**What you will do:**
Locate "Identify each instance of the tile" in the listing below, then output the line holding it and every line after it, exactly and with nothing else.

**Exercise material:**
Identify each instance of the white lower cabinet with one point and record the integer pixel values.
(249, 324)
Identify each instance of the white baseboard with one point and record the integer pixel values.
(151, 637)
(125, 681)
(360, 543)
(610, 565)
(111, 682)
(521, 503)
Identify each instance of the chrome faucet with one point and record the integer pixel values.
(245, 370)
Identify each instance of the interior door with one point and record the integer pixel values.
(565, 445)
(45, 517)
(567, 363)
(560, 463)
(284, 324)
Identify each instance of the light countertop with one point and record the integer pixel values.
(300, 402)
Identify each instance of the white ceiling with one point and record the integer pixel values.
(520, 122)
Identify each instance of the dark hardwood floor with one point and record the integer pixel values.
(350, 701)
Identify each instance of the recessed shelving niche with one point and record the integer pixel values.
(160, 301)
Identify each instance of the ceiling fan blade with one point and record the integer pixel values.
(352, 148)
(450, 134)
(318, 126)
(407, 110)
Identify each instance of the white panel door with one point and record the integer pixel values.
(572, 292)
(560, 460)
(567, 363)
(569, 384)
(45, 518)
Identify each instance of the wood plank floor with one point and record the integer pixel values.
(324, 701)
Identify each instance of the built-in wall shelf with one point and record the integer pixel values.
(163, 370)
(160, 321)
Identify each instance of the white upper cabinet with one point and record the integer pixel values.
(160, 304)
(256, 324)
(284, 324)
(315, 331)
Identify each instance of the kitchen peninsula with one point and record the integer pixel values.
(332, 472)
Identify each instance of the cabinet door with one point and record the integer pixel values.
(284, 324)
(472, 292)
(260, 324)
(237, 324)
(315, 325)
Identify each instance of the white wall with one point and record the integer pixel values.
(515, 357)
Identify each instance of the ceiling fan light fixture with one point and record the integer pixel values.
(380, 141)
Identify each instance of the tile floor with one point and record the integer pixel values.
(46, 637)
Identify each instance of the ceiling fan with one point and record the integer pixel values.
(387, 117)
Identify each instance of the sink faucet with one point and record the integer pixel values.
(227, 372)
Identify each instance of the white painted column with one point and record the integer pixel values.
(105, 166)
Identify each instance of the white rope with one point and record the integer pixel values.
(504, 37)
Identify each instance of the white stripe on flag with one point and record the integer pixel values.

**Finished task:**
Identify each instance of the tile floor with one point and record the integer pixel values.
(46, 637)
Identify each instance of the ceiling fan with one point and record the integer pixel values.
(387, 117)
Identify each instance of the sink faucet with one point and record the integer pixel values.
(227, 372)
Identify each instance of the white painted column with one point and record the integer pixel values.
(105, 166)
Identify each instance of the white rope with one point and record the integer pixel values.
(504, 37)
Identify each instance of the white stripe on flag with one point and record the integer pixel values.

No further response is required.